▶ SET PROBLEM 1:
From the BizFusion Version 2.0 announcement, list every kind of transaction that it says automatically adjusts inventory.
▶ SET PROBLEM 2:
Reproduce the part of the BizFusion Version 2.0 announcement that opens with the words containing "Version two still" and closes with "out the door.".
▶ SET PROBLEM 3:
Write the next part of the BizFusion Version 2.0 announcement, picking up after its final sentence.

Author: S. Ramasray
BizFusion Version 2.0 BizFusion turned five on January 1, 2014.
And April 2, 2014 marks another major milestone in the short history of our company.
Today, we're launching BizFusion Version 2!
Version 2.0 is a completely new application.
We took the lessons learned from developing version one and created a completely new
system from the ground up. Why did we do this?
Why did we rewrite an application that was already working?
Let me explain by giving you an analogy.
Think of the first version of BizFusion as a single storey house.
This single storey house was more than adequate for version one, but we started to
stack features on top of version one, features that we had never planned for when we
developed the original system. This meant that we had to stack additional stories on top
of our house. And at a certain point, the foundation of our house started to strain
under all the extra weight that we had put on top of it.
It was time to start fresh, it was time to lay down a new foundation.
We needed a 10 story flat for version two, but we designed our new system with growth in mind.
This means that we can easily grow BizFusion into a 100 storey skyscraper without straining
There's always a risk associated with rewriting an application from scratch.
Version one was a stable system, because we've been working on it for five years.
Version two still has to go through its maturing phase.
This means that we will see some bugs along the way, but the risk is worth it.
Our new foundation will enable us to easily push new features out the door.
And the rewrite also gave us an opportunity to remove certain unused features.
Over the years, we've gained valuable insight into the features that are most often used
and those that were barely touched.
For instance, we gave users the ability to store documents in their BizFusion application.
You could then link these documents to your transactions. This provided a perfect 'paper trail'
in your accounting system. It was certainly a handy feature, but most users simply used other
products to store their documents. That's why we decided to remove this feature.
We took a hard look at all the features in BizFusion and axed the features that were barely used
and we doubled down on the features that users love.
Inventory management is one of the the features that we're doubling down on.
Advanced Inventory Management
The strength of BizFusion lies in inventory management.
We're one of the few online accounting applications that has a completely integrated
inventory system. This means that your inventory is automatically adjusted with each
sale, purchase and return. This is an advanced feature that is often missing from
other online accounting systems. But it doesn't stop there.

▶ SUPPLIED INFORMATION:
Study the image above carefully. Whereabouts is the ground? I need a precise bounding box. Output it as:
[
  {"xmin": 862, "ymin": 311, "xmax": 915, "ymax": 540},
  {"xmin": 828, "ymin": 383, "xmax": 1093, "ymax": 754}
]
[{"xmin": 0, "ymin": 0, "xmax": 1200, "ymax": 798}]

▶ REPLY 1:
sale, purchase, return

▶ REPLY 2:
Version two still has to go through its maturing phase.
This means that we will see some bugs along the way, but the risk is worth it.
Our new foundation will enable us to easily push new features out the door.

▶ REPLY 3:
Retailers, wholesalers and web shop owners love the additional inventory management features
that we provide. For instance, you can specify price and quantity rules in BizFusion.
These price rules enable you to automatically give discounts on orders.
A quantity rule enables you to automatically give a discount when a customer orders above a
With price rules, you can specify that certain customers get a discount when they buy
items in a certain product group.
This enables you to specify different prices for dealers and premium customers.
Again, this is not a feature that a whole lot of other vendors provide.
When they do provide these features, its often part of a premium subscription plan.
And these plans often cost you an arm and a leg. We decided to do things differently.
Today, we're also proud to announce that we've removed our tiered pricing structure.
We now simply charge a flat fee for everything.
You get a complete online accounting solution for just 129 euro per year. Only free is cheaper!
Version 1 customers will receive a discount on their bill if they paid in advance.
BizFusion is mostly used by small businesses, and most of these businesses are single person shops.
That's why we decided to focus all of our attention on this particular group of users.
Our new price is very affordable for this particular group.
We also removed any product selection headaches by simply providing every feature right out of
the box. Our new affordable pricing will certainly attract new users.
We also took this release as an opportunity to create a new look and feel for BizFusion.
BizFusion has a more 'flat' look and feel in this release.
We removed the gradients and colorful icons in the application interface.
This creates a very clean and sparse looking application, which is exactly what we wanted.
The new interface makes BizFusion more approachable for new users.
It's also a look that's more in line with the rest of the site.
Existing users will have no problem with picking up the new application.
Some power users will find some features missing in version 2.0, features that were
available in version 1. For instance, version 2.0 has no API.
We had high hopes for our API, but very few companies used it.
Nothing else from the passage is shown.